_Aim of the exercise:_
Answer these questions from the text on plasma and urinary metanephrines for diagnosing pheochromocytoma:
1. According to the text, why should biochemical tests for pheochromocytoma have a high sensitivity?
2. What sensitivity did Lenders and colleagues report for tests of plasma metanephrine levels?
3. What type of assay did Lenders and colleagues use to measure urinary metanephrine levels?

Plasma or Urinary Metanephrines for the Diagnosis of Pheochromocytoma? That Is the Question

  1. Emmanuel L. Bravo, MD
  1. Cleveland Clinic Foundation, Cleveland, OH 44195 Requests for Reprints: Emmanuel L. Bravo, MD, Department of Nephrology and Hypertension, Cleveland Clinic Foundation, 9500 Euclid Avenue, Mail Code A101, Cleveland, OH 44195.

    Several clinical disorders mimic the signs and symptoms of pheochromocytoma; the definitive diagnosis of this condition thus rests primarily on showing excessive and inappropriate production of catecholamine. Because pheochromocytoma is fatal if undiagnosed, biochemical tests used to detect it should have a high sensitivity. In addition, the predictive value of any negative test result should exclude false-negative results as efficiently as possible. A false-positive result is relatively less important because additional testing (using, for example, clonidine suppression, glucagon stimulation, and imaging techniques) can be done to rule out the disease.

    In an article recently published in Annals [1], Lenders and colleagues reported that tests for measuring plasma metanephrine levels are more sensitive than tests for measuring plasma catecholamine levels and 24-hour urinary metanephrine levels (sensitivities of 100%, 85%, and 89%, respectively). In this study, the negative predictive value of a normal plasma metanephrine level was 100%. Despite these promising results, the study was limited by the lack of a reference group of patients with panic disorder, β-adrenergic hyperresponsiveness, labile essential hypertension, extra-adrenal tumors, and hereditary endocrine syndromes. In addition, Lenders and colleagues measured urinary metanephrine levels using a colorimetric assay that is inferior to high-performance liquid chromatography. Similarly, high-performance liquid chromatography yields higher plasma catecholamine values than do radioenzymatic techniques. This could explain why Lenders and colleagues found that measurement of plasma catecholamine levels had a lower diagnostic sensitivity for pheochromocytoma.

_Record set:_
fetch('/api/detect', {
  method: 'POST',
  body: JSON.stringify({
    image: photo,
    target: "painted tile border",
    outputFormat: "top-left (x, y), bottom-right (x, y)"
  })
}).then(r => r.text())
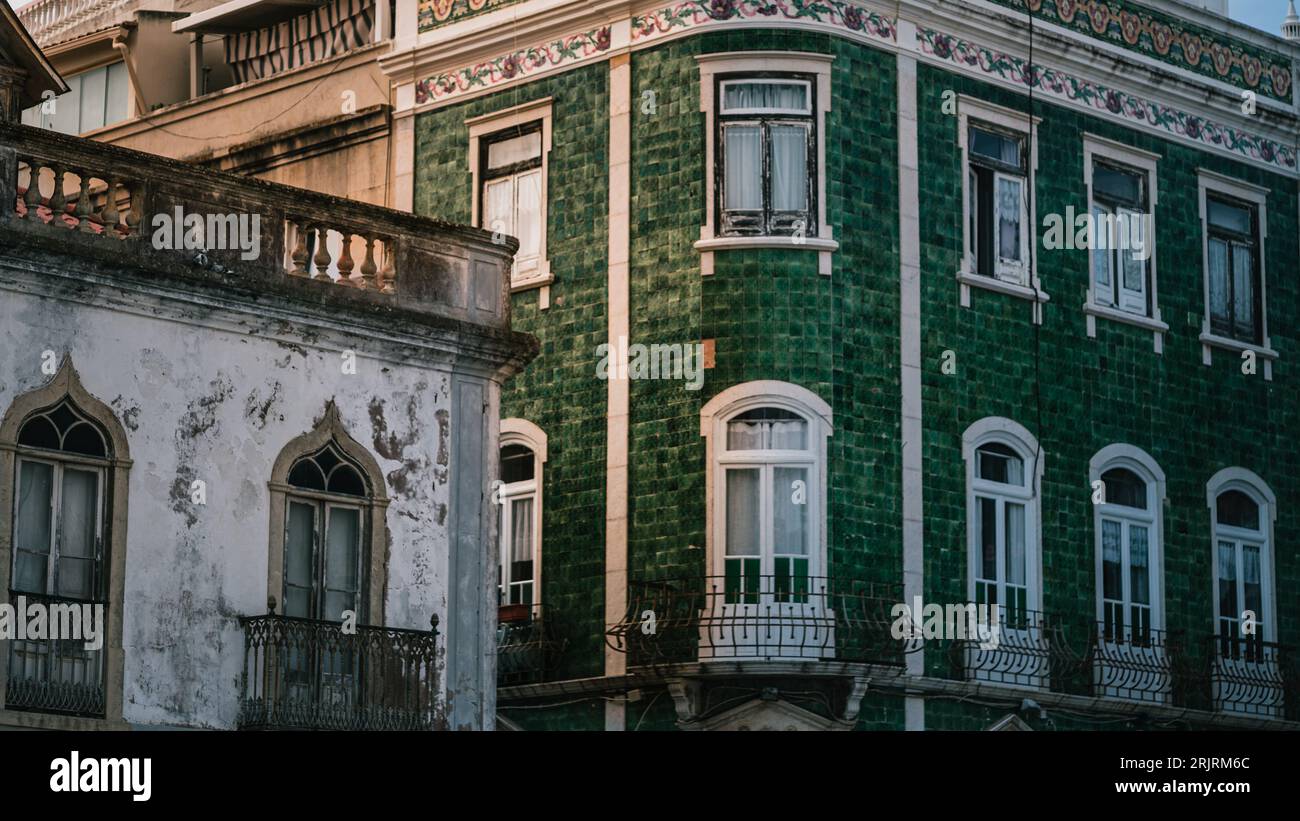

_Solution to the problem:_
1. Pheochromocytoma is fatal if undiagnosed.
2. 100%.
3. A colorimetric assay.